### ASSIGNMENT
Go through the data below and gather each line containing "blue".

========================

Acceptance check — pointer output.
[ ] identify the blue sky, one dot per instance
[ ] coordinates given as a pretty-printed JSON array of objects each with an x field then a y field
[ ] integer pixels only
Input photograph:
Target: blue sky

========================

### ANSWER FOR THE TASK
[ ] identify the blue sky, one dot per instance
Target: blue sky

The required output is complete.